Monday, March 15, 2010

God Provides Jacob Safe Passage Home -- Genesis 35:5


As they journeyed, there was a great terror upon the cities which were around them, and they did not pursue the sons of Jacob.

God tells Jacob to take his family home to Bethel and symbolically ‘back to God’. As Jacob obeys and travels on his way, he has to travel near some cities. By now, all of them had likely heard of what the Israelites had done to the Shechemites. And any one of them could have easily attacked the Israelites in retaliation or out of fear that they may be next to be wiped out by them. The Israelites were fewer in number and a possible surprise attack from one or more of these cities could have been devastating to Jacob’s family. We also have no ready evidence (that is, evidence found within this text) as to whether or not these cities were normally the warring type. Possibly they commonly attacked those traveling by, looting them, or taking them into captivity.

But they did not. In fact, they were struck with a great fear of the Israelites as they passed by or near their lands. They did not pursue them in any way and were glad to see their backs.

### [Directions]
- a) Answer these questions from the post on Genesis 35:5, marking each answer to match:
(i) Where does God tell Jacob to take his family?
(ii) What had the nearby cities likely heard about the Israelites?
(iii) What were the cities struck with as the Israelites passed by or near their lands?
- b) The post on Genesis 35:5 suggests what the nearby cities possibly commonly did to people traveling by. List each of these actions.
- c) According to the post on Genesis 35:5, why might the nearby cities have attacked Jacob's family, and why could such an attack have been devastating?

### [Data excerpts]

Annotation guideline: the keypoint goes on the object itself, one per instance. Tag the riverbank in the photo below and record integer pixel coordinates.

* * *

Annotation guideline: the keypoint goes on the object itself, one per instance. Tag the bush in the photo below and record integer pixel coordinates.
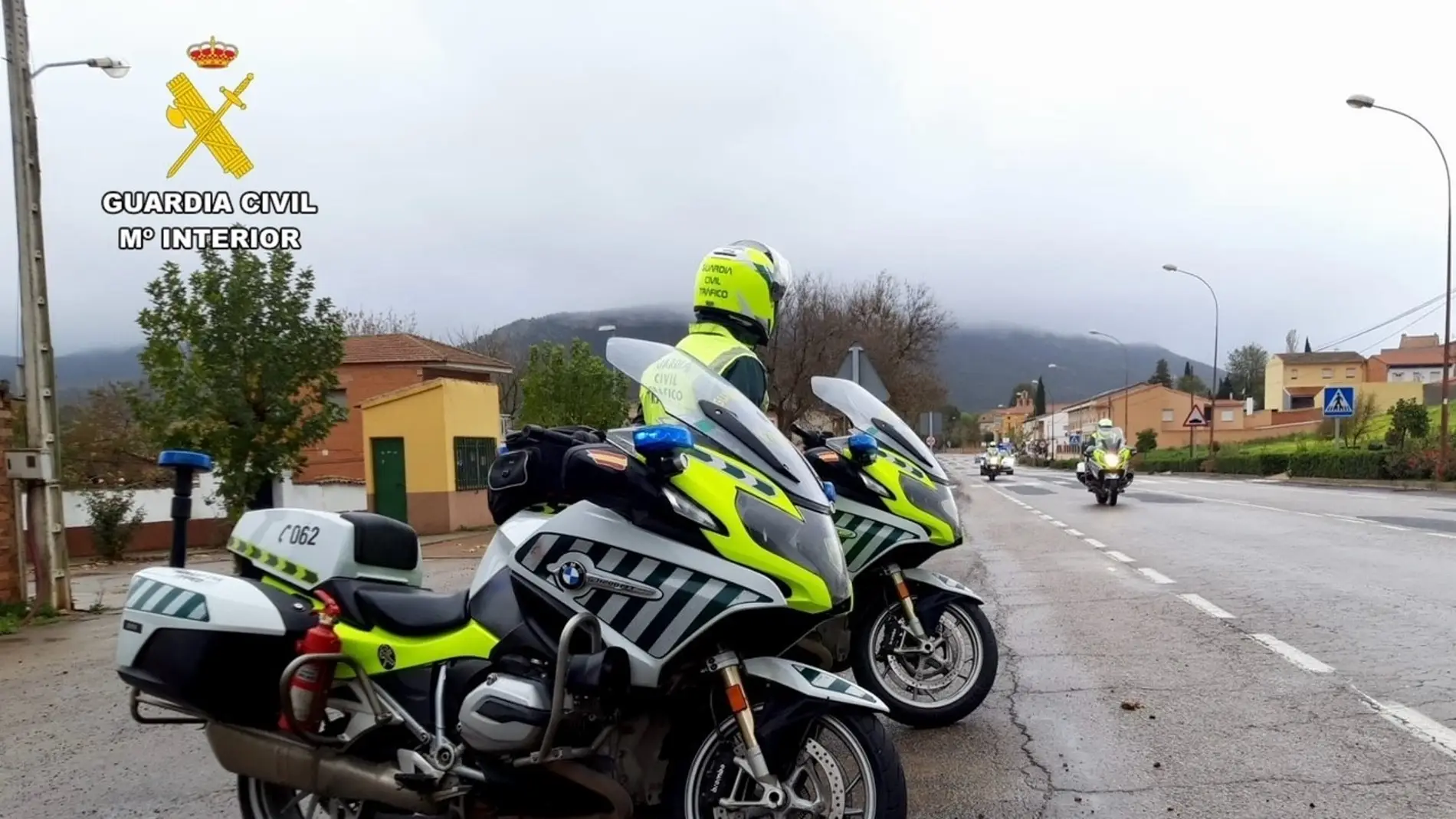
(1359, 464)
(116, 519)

### [Answer set]
- a)
(i) Home to Bethel.
(ii) What the Israelites had done to the Shechemites.
(iii) A great fear of the Israelites.

- b)
- Attacking them
- Looting them
- Taking them into captivity

- c) The cities had likely heard what the Israelites did to the Shechemites, so they might have attacked in retaliation or out of fear that they would be the next to be wiped out. A surprise attack could have been devastating because the Israelites were fewer in number.